- Aim: Reproduce every one of the rows below verbatim, in the same order and with the same line breaks.

---------- Dataset records ----------

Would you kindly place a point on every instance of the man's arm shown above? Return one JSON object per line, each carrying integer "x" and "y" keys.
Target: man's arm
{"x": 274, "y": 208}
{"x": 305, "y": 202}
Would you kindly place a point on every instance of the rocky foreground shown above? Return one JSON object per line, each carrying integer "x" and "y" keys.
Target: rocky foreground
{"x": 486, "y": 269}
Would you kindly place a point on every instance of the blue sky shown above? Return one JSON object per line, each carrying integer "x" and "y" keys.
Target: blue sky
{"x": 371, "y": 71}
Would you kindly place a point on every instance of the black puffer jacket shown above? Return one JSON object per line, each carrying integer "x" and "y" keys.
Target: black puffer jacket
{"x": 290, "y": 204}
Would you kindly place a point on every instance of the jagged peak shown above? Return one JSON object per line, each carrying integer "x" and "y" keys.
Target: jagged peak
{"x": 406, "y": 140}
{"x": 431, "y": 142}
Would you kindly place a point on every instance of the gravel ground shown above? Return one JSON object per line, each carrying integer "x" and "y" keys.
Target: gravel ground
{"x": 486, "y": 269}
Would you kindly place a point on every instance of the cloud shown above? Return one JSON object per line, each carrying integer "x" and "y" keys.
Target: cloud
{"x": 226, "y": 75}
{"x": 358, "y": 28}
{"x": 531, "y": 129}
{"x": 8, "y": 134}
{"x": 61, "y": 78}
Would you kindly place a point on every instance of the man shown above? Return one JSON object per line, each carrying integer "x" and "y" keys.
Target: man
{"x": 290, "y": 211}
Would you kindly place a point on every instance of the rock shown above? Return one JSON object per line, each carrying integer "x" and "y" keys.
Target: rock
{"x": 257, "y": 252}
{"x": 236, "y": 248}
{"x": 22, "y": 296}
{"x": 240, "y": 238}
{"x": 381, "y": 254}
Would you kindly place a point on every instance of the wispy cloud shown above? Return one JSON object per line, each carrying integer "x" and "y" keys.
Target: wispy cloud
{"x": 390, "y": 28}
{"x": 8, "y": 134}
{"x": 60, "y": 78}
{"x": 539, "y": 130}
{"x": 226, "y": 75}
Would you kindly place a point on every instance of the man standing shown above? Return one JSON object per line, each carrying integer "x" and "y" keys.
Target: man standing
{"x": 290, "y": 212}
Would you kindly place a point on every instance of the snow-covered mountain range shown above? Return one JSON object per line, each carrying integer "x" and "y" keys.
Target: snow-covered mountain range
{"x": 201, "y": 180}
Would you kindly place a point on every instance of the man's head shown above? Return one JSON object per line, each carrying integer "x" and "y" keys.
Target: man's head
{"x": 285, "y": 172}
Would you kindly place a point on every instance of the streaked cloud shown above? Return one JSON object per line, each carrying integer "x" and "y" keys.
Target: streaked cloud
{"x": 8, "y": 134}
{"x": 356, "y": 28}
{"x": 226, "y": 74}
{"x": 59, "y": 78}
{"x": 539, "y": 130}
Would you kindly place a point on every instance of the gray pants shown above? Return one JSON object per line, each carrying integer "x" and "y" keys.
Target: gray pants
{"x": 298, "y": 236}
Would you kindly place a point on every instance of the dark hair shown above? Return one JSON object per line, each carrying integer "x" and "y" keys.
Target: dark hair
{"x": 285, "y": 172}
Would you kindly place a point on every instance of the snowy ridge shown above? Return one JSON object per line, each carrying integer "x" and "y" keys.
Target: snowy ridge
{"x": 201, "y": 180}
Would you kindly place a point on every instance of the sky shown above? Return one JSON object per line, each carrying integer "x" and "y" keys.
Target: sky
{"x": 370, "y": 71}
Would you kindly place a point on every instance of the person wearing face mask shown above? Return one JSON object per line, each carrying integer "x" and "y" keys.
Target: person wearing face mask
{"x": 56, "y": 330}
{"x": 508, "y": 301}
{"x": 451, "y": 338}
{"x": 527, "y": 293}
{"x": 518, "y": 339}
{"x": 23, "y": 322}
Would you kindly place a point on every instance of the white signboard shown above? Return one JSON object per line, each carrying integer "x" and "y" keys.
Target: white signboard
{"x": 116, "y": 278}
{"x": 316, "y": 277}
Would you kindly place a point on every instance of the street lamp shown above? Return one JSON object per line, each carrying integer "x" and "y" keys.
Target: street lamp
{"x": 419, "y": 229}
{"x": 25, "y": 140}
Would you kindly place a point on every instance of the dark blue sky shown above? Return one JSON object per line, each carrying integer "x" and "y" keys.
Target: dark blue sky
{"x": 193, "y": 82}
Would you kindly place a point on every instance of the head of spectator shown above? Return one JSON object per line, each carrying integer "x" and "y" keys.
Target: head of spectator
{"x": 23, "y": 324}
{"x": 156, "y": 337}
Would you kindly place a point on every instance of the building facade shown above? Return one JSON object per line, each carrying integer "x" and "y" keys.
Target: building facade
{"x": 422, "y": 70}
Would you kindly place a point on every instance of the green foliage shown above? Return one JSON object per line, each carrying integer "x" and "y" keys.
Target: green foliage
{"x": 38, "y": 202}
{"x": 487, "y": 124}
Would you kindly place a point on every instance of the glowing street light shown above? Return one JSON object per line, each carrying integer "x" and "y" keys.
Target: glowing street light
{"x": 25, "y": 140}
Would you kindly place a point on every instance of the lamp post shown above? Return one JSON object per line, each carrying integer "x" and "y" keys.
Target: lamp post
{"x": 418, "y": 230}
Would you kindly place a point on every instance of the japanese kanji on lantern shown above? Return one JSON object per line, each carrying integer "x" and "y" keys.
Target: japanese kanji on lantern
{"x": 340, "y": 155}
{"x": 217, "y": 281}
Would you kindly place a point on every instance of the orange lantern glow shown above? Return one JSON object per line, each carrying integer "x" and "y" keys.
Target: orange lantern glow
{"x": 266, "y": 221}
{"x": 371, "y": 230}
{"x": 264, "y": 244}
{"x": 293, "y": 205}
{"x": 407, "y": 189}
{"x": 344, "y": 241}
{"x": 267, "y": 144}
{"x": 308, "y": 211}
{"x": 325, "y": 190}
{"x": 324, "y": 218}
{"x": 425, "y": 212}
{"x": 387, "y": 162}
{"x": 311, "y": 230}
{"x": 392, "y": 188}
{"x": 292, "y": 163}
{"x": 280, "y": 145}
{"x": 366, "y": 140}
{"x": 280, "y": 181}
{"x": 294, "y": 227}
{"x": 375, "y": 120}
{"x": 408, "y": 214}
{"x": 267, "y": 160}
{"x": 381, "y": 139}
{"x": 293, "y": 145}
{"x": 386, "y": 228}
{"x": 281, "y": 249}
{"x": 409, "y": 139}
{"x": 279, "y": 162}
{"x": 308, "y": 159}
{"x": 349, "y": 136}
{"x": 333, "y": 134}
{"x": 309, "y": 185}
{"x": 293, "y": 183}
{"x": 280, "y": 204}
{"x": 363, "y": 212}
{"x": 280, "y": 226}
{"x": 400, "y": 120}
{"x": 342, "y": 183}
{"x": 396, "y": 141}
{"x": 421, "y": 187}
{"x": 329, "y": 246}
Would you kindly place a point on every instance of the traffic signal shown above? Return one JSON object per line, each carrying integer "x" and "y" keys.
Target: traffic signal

----------

- Correct result:
Would you kindly place a point on every instance of the man's arm shown above? Return one JSON object per line, each carrying integer "x" and "y" keys.
Target: man's arm
{"x": 274, "y": 208}
{"x": 305, "y": 202}
Would you kindly place a point on every instance of the rocky foreground shown above? Return one JSON object per line, each carrying integer "x" and "y" keys.
Target: rocky foreground
{"x": 486, "y": 269}
Would you kindly place a point on every instance of the blue sky shown above? Return one JSON object per line, each carrying integer "x" and "y" keys.
Target: blue sky
{"x": 371, "y": 71}
Would you kindly place a point on every instance of the black puffer jacket shown above? Return one JSON object per line, each carrying integer "x" and "y" keys.
Target: black puffer jacket
{"x": 290, "y": 204}
Would you kindly place a point on every instance of the jagged peak shown above? Return one JSON object per line, each carrying integer "x" and "y" keys.
Target: jagged peak
{"x": 406, "y": 140}
{"x": 431, "y": 142}
Would you kindly place a point on every instance of the gravel ground shown above? Return one JSON object per line, each carrying integer "x" and "y" keys.
Target: gravel ground
{"x": 486, "y": 269}
Would you kindly place a point on every instance of the cloud shown above? Return one JSON object per line, each carrying integer "x" and "y" keys.
Target: cloud
{"x": 226, "y": 75}
{"x": 358, "y": 28}
{"x": 531, "y": 129}
{"x": 8, "y": 134}
{"x": 61, "y": 78}
Would you kindly place a point on every instance of the man shown above? Return one JSON object per line, each carrying integer "x" and "y" keys.
Target: man
{"x": 290, "y": 211}
Would you kindly place a point on every instance of the rock shown above? Return one JSON object per line, each carrying integer "x" and "y" keys.
Target: rock
{"x": 257, "y": 252}
{"x": 236, "y": 248}
{"x": 22, "y": 296}
{"x": 240, "y": 238}
{"x": 381, "y": 254}
Would you kindly place a point on every instance of the wispy cloud shown above? Return one JSON object per line, each carrying integer "x" and "y" keys.
Target: wispy cloud
{"x": 390, "y": 28}
{"x": 8, "y": 134}
{"x": 60, "y": 78}
{"x": 539, "y": 130}
{"x": 226, "y": 75}
Would you kindly place a point on every instance of the man standing shown above? Return one JSON object per line, each carrying integer "x" and "y" keys.
Target: man standing
{"x": 290, "y": 212}
Would you kindly place a point on every instance of the snow-covered mountain range shown above? Return one JSON object per line, each carrying integer "x" and "y" keys.
Target: snow-covered mountain range
{"x": 201, "y": 180}
Would you kindly place a point on every instance of the man's head shown above? Return one JSON object per line, each carrying integer "x" and "y" keys.
Target: man's head
{"x": 285, "y": 172}
Would you kindly place a point on every instance of the streaked cloud shown above? Return one JSON object per line, each carrying integer "x" and "y" keys.
Target: streaked cloud
{"x": 8, "y": 134}
{"x": 356, "y": 28}
{"x": 226, "y": 74}
{"x": 59, "y": 78}
{"x": 539, "y": 130}
Would you kindly place a point on every instance of the gray pants shown above? Return one JSON object per line, each carrying integer "x" and "y" keys.
Target: gray pants
{"x": 298, "y": 236}
Would you kindly place a point on every instance of the dark hair shown above? Return one JSON object per line, each carrying integer "x" and "y" keys.
Target: dark hair
{"x": 285, "y": 172}
Would you kindly place a point on every instance of the snowy ridge shown above? Return one JSON object per line, each carrying integer "x" and "y" keys.
Target: snowy ridge
{"x": 201, "y": 180}
Would you kindly place a point on every instance of the sky shown above? Return one JSON object per line, each carrying integer "x" and "y" keys.
Target: sky
{"x": 370, "y": 71}
Would you kindly place a point on every instance of the person wearing face mask shown above? Return one JSON object per line, each carrying integer "x" and "y" keys.
Target: person wearing face mask
{"x": 56, "y": 330}
{"x": 508, "y": 301}
{"x": 451, "y": 338}
{"x": 527, "y": 293}
{"x": 518, "y": 339}
{"x": 23, "y": 322}
Would you kindly place a point on every instance of the white signboard shown above? Return one JSON object per line, each carrying integer "x" and "y" keys.
Target: white signboard
{"x": 116, "y": 278}
{"x": 316, "y": 277}
Would you kindly place a point on every instance of the street lamp shown above? Return one JSON object per line, each carrying integer "x" and "y" keys.
Target: street lamp
{"x": 419, "y": 229}
{"x": 25, "y": 140}
Would you kindly place a point on every instance of the dark blue sky shown above? Return one JSON object per line, each carrying integer "x" and "y" keys.
Target: dark blue sky
{"x": 193, "y": 82}
Would you kindly place a point on every instance of the head of spectator shown above? Return one JSON object per line, each carrying integer "x" and "y" keys.
Target: head of spectator
{"x": 23, "y": 324}
{"x": 156, "y": 337}
Would you kindly place a point on every instance of the building facade shown above? Return one JSON object per line, each carrying integer "x" and "y" keys.
Target: building facade
{"x": 422, "y": 70}
Would you kindly place a point on every instance of the green foliage shown above? Return one JSON object per line, each carrying integer "x" and "y" keys.
Target: green foliage
{"x": 38, "y": 202}
{"x": 487, "y": 124}
Would you kindly place a point on every instance of the glowing street light shown above? Return one JSON object per line, each carrying integer "x" and "y" keys.
Target: glowing street light
{"x": 25, "y": 140}
Would you kindly place a point on every instance of the lamp post shown above? Return one JSON object per line, each carrying integer "x" and "y" keys.
Target: lamp post
{"x": 418, "y": 230}
Would you kindly place a point on every instance of the japanese kanji on lantern shown above? Return one JSON object per line, each carrying integer "x" and "y" keys.
Target: japanese kanji on lantern
{"x": 340, "y": 155}
{"x": 217, "y": 281}
Would you kindly place a point on every instance of the orange lantern glow shown above? Return one JSON object per line, each carrying integer "x" and "y" keys.
Target: orange lantern glow
{"x": 266, "y": 221}
{"x": 371, "y": 230}
{"x": 264, "y": 244}
{"x": 293, "y": 205}
{"x": 407, "y": 189}
{"x": 344, "y": 241}
{"x": 267, "y": 144}
{"x": 308, "y": 211}
{"x": 325, "y": 190}
{"x": 324, "y": 218}
{"x": 425, "y": 212}
{"x": 387, "y": 162}
{"x": 311, "y": 230}
{"x": 392, "y": 188}
{"x": 292, "y": 163}
{"x": 280, "y": 145}
{"x": 366, "y": 140}
{"x": 280, "y": 181}
{"x": 294, "y": 227}
{"x": 375, "y": 120}
{"x": 408, "y": 214}
{"x": 267, "y": 160}
{"x": 381, "y": 139}
{"x": 293, "y": 145}
{"x": 386, "y": 228}
{"x": 281, "y": 249}
{"x": 409, "y": 139}
{"x": 279, "y": 162}
{"x": 308, "y": 159}
{"x": 349, "y": 136}
{"x": 333, "y": 134}
{"x": 309, "y": 185}
{"x": 293, "y": 183}
{"x": 280, "y": 204}
{"x": 363, "y": 212}
{"x": 280, "y": 226}
{"x": 400, "y": 120}
{"x": 342, "y": 183}
{"x": 396, "y": 141}
{"x": 421, "y": 187}
{"x": 329, "y": 246}
Would you kindly place a point on every instance of the traffic signal shown above? Return one JSON object per line, each carrying integer "x" and "y" keys.
Target: traffic signal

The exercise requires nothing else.